**Aufgabe A**.
Schreiben Sie aus dem Textausschnitt über das Mittelhochdeutsche die Passage wortgetreu ab, die mit den Worten „Es ist zu beach“ beginnt und mit „Minnesang und Sangspruchdichtung.“ endet.

════════════════════

Sprache im Mittelalter

Codex Manesse: Folio 249v
Codex Manesse: Folio 249v

Mittelhochdeutsch (1050-1350)

 

Mittelhochdeutsch wurde im Hoch- und frühen Spätmittelalter gesprochen. Bis in die Mitte des 13. Jhds. ist Mittelhochdeutsch hauptsächlich als Sprache der Dichtung überliefert. Gebrauchssprachliche Quellen wie Rechtstexte, Sachliteratur, Chroniken, religiöse Literatur u.ä. sind erst ab Mitte des 13. Jhds. breiter überliefert. Ältere Texte aus diesen Themenbereichen sind üblicherweise noch in Latein verfasst.

 

Im Hochmittelalter sind die Höfe der Adeligen die Zentren der Literatur doch ab Ende des 13. Jhds. bekommen die Städte immer mehr Anteil am Literaturprozess. Ritterlich-höfisches Epos, Heldenepos, Minnesang und Spruchdichtung sind die dominierenden Literaturgattungen.

 

Feste Fürstenhöfe als Mittelpunkt der Kultur und Gesellschaft verschaffen den Dichtern ein relativ sicheres literarisches Mäzenatentum und das notwendige adelige Publikum. Es entstanden auch zeitweilige Residenzen der Fürsten und Landesherren, die durch das Land zogen, Recht sprachen und Adelige um sich scharrten. Auch die Residenzen hatten große Wichtigkeit für die Literatur, ebenso wie die adeligen Frauen. Abgesehen vom Schreiber bestand die Hofgesellschaft hauptsächlich aus Analphabeten, nur die Frauen konnten lesen. Daher waren sie auch oft Adressantinnen mhd. Dichtung und hatten großen Einfluss auf das Urteil des Publikums (>Hohe Minne). Minnelieder wurden meist von den Rittern im Zuge des Frauendienstes verfasst und vorgetragen.

 

Ab Mitte des 13. Jhds. entwickelten sich Städte und gewannen an Bedeutung. Das Bürgertum bildete sich als neue Gesellschaftsschicht der Handwerker heraus und mit Entstehung der Zünfte florierte auch der Handel. Daher wurde auch die Literatur in den Städten wichtig und manche Dichter schlossen sich dem fahrenden Volk an, um ihre Lieder zu verbreiten (>niedere Minne).

 

Die folgende Übersicht zeigt das Vokalsystem des Mittelhochdeutschen:

 

Kurzvokale: a, e, i, o, u, ä, ö, ü,

Langvokale: â, ê, î, ô, û, æ, œ, iu (langes ü)

Diphthonge: ei, ie, ou, öu, uo, üe

 

Es ist zu beach ten, dass ei als e+i (nicht wie nhd. als [ai], sondern wie engl. [ay] wie in ‚to say’) und ie als i+e (nicht nhd. langes i, sondern getrennt wie lat. ‚capierunt’)

 

Sangspruchdichtung/Minnesang 

 

Neben Prosa (>Heldenepos/ ritterlich-höfisches Epos) bildete die Lyrik die dominierende literarische Gattung des Hochmittelalters, dabei sind zwei Formen zu unterscheiden: Minnesang und Sangspruchdichtung.

════════════════════

**Aufgabe B**.
Suchen Sie in den Datensätzen jede Zeile heraus, die die Zeichenfolge „edges“ enthält, und geben Sie diese Zeilen unverändert wieder.

════════════════════

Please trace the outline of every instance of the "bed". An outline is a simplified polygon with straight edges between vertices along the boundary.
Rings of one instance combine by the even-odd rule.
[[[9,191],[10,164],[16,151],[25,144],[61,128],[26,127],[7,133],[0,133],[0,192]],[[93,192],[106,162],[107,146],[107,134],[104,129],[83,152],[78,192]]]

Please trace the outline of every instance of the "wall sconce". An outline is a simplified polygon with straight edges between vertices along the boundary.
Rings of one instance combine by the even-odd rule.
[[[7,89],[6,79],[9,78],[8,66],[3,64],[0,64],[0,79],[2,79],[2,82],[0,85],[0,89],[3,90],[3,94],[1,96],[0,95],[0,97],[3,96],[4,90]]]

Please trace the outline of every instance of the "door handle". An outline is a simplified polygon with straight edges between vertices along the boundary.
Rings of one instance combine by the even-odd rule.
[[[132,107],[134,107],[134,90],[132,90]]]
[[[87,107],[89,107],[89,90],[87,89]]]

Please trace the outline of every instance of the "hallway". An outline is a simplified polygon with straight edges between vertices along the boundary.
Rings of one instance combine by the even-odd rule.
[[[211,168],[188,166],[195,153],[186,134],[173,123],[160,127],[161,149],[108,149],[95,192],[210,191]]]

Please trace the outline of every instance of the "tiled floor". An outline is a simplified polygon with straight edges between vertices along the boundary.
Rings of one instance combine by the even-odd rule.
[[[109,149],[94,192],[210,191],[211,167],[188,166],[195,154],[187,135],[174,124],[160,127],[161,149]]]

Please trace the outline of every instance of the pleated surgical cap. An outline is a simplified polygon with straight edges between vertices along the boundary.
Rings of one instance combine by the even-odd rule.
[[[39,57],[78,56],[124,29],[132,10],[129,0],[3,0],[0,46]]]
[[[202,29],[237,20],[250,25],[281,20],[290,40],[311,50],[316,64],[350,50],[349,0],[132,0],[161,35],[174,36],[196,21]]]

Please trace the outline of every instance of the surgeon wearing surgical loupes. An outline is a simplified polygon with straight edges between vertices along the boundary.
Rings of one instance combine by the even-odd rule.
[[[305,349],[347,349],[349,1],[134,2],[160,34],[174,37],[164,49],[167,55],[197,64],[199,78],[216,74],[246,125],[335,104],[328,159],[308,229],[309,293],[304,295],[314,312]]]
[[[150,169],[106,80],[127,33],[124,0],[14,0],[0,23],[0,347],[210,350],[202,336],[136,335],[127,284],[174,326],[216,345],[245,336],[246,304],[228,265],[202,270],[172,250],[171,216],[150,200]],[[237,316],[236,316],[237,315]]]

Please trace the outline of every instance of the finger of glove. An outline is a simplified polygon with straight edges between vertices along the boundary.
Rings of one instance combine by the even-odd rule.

════════════════════

**Schriftliche Antwort A**.
Es ist zu beach ten, dass ei als e+i (nicht wie nhd. als [ai], sondern wie engl. [ay] wie in ‚to say’) und ie als i+e (nicht nhd. langes i, sondern getrennt wie lat. ‚capierunt’)

 

Sangspruchdichtung/Minnesang 

 

Neben Prosa (>Heldenepos/ ritterlich-höfisches Epos) bildete die Lyrik die dominierende literarische Gattung des Hochmittelalters, dabei sind zwei Formen zu unterscheiden: Minnesang und Sangspruchdichtung.

**Schriftliche Antwort B**.
Please trace the outline of every instance of the "bed". An outline is a simplified polygon with straight edges between vertices along the boundary.
Please trace the outline of every instance of the "wall sconce". An outline is a simplified polygon with straight edges between vertices along the boundary.
Please trace the outline of every instance of the "door handle". An outline is a simplified polygon with straight edges between vertices along the boundary.
Please trace the outline of every instance of the "hallway". An outline is a simplified polygon with straight edges between vertices along the boundary.
Please trace the outline of every instance of the "tiled floor". An outline is a simplified polygon with straight edges between vertices along the boundary.
Please trace the outline of every instance of the pleated surgical cap. An outline is a simplified polygon with straight edges between vertices along the boundary.
Please trace the outline of every instance of the surgeon wearing surgical loupes. An outline is a simplified polygon with straight edges between vertices along the boundary.
Please trace the outline of every instance of the finger of glove. An outline is a simplified polygon with straight edges between vertices along the boundary.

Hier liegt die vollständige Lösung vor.